(List of tasks):
1. Answer these from the piece on Andrea Yates and jailed mentally ill people:
(a) What share of those incarcerated by states and localities does the Justice Department say have some sort of mental illness?
(b) What term does Chuck Ingolia use for what has happened since the 1960s?
(c) What happened to federal money for community mental health projects during the 1980s?
2. Carry on the piece on Andrea Yates and jailed mentally ill people from its last sentence.

(Excerpt to read):
▼▼▼
THE THING to know about Andrea Yates is that she is not really an aberration.
She is a mother who murdered her children. She is a poster child for those who seize any symbol to force the reality of motherhood onto public display, right next to the Hallmark cards. She is Exhibit A for death penalty opponents, who add this saga to the growing portfolio of stories that make it too disturbing to remain undisturbed about execution. She is a cover girl, featured by Newsweek in its mass-market exploration of schizophrenia.
Now Yates is a convict, formally sentenced yesterday to life in prison. Through the kaleidoscopic lens of this case, the sentence seems positively pro-forma - merciful, even - because the death chamber was ruled out.
There is still a dirty little secret to the Yates case. She is not alone.
She is among hundreds of thousands of mentally ill people jailed for crimes committed because they are sick and there is, now in America, no place else to put them. And almost no one willing to treat them.
The Justice Department says about 16 percent of those incarcerated by states and localities have some sort of mental illness. Mental health professionals believe this guess is low. It is based on forms filled out by wardens. They do not know how to diagnose mental illness and have an incentive not to. It would put too much pressure on their medical budgets.
"We continue to see people who are treated as if they have behavior problems in prison, when really they are psychotic or have some other mental health problem," said Chuck Ingolia, vice president for research and services of the National Mental Health Association.
There is, in the community of those who know mental health, a word to describe what is happening. "Trans-institutionalization," Ingolia calls it.
This is how they describe what has happened since the 1960s. That is when, in a moment of benevolence, we decided too many mentally ill people were shut up in state mental institutions where conditions, often as not, bordered on the inhumane. There was no reason to shut someone away forever if he or she could be properly treated and live in a setting - a quiet group home - where people could be happier and more productive, even cheaper to care for.
The state hospitals were closed. The community homes, by and large, did not get opened. Too much neighborhood opposition. Too much money was supposed to be spent on them, with too many strings attached, some believed. During the 1980s, federal money that funded community mental health projects got turned into a block grant. It was not increased for a decade, and inflation ate it down to almost nothing.
▲▲▲
(Supplied data):
▼▼▼
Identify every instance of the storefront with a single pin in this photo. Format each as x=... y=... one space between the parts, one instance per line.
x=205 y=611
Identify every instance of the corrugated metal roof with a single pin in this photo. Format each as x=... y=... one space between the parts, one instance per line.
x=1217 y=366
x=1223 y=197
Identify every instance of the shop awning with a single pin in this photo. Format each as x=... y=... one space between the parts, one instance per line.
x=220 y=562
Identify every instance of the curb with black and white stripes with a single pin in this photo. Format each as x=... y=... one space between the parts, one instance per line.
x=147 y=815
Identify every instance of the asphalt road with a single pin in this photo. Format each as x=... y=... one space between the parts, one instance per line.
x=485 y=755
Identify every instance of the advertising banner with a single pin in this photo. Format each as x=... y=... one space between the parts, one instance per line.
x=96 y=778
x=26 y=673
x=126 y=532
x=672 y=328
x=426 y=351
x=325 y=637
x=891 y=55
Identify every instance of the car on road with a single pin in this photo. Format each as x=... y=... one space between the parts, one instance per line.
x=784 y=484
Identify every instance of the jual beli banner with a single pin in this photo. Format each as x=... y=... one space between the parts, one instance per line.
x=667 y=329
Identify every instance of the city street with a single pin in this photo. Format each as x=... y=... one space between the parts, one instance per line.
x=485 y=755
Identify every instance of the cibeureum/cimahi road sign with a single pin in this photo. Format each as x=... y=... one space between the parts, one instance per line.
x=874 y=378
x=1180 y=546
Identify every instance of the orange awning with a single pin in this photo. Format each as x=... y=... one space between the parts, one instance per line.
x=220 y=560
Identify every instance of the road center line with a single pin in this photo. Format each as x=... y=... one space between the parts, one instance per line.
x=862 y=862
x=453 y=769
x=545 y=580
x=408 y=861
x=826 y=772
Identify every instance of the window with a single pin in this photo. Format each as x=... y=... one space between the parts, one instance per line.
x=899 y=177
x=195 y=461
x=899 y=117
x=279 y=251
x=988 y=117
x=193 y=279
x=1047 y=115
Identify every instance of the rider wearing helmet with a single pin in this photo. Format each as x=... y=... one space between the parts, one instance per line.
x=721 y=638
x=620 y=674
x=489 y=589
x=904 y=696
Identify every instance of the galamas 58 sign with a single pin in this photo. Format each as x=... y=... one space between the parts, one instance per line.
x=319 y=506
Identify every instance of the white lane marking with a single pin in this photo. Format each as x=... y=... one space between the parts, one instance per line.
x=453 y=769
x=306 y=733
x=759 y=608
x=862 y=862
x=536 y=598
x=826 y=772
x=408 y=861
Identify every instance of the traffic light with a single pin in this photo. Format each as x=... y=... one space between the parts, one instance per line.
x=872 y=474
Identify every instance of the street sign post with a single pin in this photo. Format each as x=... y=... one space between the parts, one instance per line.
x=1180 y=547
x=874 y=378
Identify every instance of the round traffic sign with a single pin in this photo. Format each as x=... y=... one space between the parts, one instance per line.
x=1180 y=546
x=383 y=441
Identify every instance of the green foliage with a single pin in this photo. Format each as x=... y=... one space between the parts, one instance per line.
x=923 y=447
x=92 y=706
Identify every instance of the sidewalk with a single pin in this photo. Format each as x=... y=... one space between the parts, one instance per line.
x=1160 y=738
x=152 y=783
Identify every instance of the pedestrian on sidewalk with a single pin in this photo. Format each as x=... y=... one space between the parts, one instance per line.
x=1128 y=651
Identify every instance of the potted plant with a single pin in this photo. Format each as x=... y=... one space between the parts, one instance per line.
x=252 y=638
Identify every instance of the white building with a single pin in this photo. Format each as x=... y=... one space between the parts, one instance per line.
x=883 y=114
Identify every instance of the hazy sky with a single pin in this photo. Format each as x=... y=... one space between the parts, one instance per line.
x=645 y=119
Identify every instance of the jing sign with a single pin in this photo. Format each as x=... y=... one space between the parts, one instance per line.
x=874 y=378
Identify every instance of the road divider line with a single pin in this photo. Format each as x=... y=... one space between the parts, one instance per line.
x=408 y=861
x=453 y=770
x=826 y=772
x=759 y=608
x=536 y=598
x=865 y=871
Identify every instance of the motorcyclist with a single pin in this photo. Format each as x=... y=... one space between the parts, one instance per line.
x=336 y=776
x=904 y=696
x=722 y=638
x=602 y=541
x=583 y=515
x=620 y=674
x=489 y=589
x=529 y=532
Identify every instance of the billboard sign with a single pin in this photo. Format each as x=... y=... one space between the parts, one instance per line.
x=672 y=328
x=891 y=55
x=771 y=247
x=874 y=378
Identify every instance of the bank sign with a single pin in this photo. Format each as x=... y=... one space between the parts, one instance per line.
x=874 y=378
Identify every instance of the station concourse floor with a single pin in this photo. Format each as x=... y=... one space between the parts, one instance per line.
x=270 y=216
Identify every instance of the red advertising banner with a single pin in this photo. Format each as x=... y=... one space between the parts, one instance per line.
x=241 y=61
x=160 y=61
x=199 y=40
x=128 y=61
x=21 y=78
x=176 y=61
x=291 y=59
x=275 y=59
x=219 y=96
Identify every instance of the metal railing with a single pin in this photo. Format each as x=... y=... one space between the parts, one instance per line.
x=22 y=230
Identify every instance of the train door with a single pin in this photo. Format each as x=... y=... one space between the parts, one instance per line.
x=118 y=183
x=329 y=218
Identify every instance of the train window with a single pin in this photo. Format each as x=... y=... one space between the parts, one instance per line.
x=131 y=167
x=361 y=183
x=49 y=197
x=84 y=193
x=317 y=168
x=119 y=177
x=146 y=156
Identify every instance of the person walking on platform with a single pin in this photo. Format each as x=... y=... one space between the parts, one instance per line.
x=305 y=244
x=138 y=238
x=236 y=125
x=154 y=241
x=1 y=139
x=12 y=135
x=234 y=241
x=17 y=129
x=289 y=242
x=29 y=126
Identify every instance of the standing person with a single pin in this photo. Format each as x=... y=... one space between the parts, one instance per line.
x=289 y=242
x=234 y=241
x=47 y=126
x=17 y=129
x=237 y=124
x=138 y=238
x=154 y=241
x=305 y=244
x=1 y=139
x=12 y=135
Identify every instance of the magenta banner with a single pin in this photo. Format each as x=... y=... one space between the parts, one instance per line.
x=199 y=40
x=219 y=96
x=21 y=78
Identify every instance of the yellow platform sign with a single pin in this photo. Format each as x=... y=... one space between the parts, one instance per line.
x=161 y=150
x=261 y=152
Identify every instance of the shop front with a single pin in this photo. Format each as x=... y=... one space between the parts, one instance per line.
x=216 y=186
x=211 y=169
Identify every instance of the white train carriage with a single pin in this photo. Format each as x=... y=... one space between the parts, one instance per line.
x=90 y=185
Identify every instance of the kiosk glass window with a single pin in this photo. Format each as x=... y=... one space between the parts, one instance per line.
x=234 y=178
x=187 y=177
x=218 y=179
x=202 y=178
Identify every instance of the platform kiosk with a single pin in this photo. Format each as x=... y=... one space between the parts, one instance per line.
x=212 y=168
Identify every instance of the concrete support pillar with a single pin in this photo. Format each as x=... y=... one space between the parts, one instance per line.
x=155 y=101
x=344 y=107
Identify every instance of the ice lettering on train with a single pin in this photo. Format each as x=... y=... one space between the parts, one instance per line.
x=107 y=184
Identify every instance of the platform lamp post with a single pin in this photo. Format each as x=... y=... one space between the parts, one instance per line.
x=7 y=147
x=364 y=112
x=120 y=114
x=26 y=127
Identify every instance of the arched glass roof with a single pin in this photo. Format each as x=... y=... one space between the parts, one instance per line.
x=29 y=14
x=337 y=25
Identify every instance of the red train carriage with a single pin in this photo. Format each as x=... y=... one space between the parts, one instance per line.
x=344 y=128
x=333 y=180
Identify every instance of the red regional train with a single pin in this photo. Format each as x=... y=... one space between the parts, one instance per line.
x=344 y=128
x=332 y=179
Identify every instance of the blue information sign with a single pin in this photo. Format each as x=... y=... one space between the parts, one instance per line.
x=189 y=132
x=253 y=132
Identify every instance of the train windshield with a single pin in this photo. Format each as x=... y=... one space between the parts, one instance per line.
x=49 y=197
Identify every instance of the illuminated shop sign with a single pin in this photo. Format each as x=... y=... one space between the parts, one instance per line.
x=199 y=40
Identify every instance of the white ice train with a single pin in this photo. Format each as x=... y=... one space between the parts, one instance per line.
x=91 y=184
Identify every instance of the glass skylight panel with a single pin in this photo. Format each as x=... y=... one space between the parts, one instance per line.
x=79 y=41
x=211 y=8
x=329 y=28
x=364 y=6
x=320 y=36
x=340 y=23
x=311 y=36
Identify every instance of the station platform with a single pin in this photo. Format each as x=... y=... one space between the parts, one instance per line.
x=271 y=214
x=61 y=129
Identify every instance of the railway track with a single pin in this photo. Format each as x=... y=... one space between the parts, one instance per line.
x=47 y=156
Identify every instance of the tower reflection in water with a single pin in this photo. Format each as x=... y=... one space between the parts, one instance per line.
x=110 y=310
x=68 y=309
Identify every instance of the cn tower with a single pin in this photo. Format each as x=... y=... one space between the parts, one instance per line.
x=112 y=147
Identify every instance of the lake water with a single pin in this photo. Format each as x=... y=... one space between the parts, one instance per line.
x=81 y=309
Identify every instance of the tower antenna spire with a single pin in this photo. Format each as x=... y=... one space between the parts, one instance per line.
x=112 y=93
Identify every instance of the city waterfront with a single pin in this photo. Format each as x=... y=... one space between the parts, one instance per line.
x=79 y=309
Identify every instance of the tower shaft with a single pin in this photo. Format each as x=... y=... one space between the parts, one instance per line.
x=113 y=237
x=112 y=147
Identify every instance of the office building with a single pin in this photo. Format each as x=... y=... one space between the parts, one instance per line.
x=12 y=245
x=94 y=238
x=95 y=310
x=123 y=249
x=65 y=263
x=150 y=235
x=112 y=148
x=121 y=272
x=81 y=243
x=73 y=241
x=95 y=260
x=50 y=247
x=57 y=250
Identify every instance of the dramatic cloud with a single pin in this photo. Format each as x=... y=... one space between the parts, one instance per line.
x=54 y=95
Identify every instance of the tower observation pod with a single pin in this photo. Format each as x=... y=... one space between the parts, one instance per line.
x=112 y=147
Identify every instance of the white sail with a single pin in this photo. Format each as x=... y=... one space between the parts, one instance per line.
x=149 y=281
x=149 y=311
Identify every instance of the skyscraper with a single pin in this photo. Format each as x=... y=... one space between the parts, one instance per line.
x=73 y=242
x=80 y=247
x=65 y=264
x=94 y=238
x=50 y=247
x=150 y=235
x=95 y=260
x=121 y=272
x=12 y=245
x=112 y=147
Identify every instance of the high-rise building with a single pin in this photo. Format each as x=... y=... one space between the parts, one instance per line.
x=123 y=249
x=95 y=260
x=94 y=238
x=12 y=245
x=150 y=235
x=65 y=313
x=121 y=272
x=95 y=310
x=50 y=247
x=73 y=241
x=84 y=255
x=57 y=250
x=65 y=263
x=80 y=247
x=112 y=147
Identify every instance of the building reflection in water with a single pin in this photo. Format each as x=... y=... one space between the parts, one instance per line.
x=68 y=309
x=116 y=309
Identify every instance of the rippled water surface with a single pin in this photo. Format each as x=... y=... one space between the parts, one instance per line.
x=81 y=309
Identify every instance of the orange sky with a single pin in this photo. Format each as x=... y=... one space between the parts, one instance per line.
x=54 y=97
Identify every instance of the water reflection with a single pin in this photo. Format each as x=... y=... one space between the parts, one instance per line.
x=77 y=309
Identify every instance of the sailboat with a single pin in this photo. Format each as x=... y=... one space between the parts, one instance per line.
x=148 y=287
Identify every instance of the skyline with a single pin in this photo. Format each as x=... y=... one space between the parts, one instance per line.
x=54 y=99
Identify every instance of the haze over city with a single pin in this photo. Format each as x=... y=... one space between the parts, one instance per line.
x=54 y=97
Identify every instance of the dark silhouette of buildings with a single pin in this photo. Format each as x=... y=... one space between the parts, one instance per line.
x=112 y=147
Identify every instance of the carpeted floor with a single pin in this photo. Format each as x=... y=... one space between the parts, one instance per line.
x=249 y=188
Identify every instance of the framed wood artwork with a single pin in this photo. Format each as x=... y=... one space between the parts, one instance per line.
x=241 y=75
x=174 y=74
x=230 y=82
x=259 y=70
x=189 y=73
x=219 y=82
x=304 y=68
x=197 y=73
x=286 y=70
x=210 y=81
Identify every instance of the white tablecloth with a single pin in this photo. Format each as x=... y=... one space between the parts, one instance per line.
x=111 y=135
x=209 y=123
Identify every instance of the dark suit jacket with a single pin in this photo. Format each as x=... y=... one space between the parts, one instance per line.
▲▲▲
(Outputs in order):
1.
(a) About 16 percent.
(b) "Trans-institutionalization."
(c) It was turned into a block grant, was not increased for a decade, and inflation ate it down to almost nothing.

2.
Then there is the insurance problem. Few policies cover mental illness the same way they cover physical illness. You may be sick, and everybody knows it, but you must do without. The severely mentally ill often have episodes that cause them to lose their jobs, and so they lose their insurance altogether.
Now if you are mentally ill, you can't get insurance coverage and you can't get treated by the state, and so you may be more likely to get care inside prison than outside. We said a generation ago that we wanted to place the mentally ill in the "least restrictive environment." Now we lock them away in the most restrictive.
Most have committed no made-for-TV crime. It's the usual run of vagrancy arrests, petty thefts, vandalism and disturbing-of-the-peace that slams the mentally ill behind bars.
Soon enough, Yates could be joined in infamy by Peter Troy, the Lynbrook man charged with shooting up Our Lady of Peace Roman Catholic Church in the middle of Mass, killing the priest and an elderly worshiper. Troy was every parents' dream until he became every parents' nightmare: An honor-roll student during four years of study at a prestigious high school where he earned college credit; a participant in the academic clubs and the track team. Sometime after graduation, schizophrenia seized him.
Troy's prosecution will set off another round of chatter about whether he is mentally ill or criminally culpable.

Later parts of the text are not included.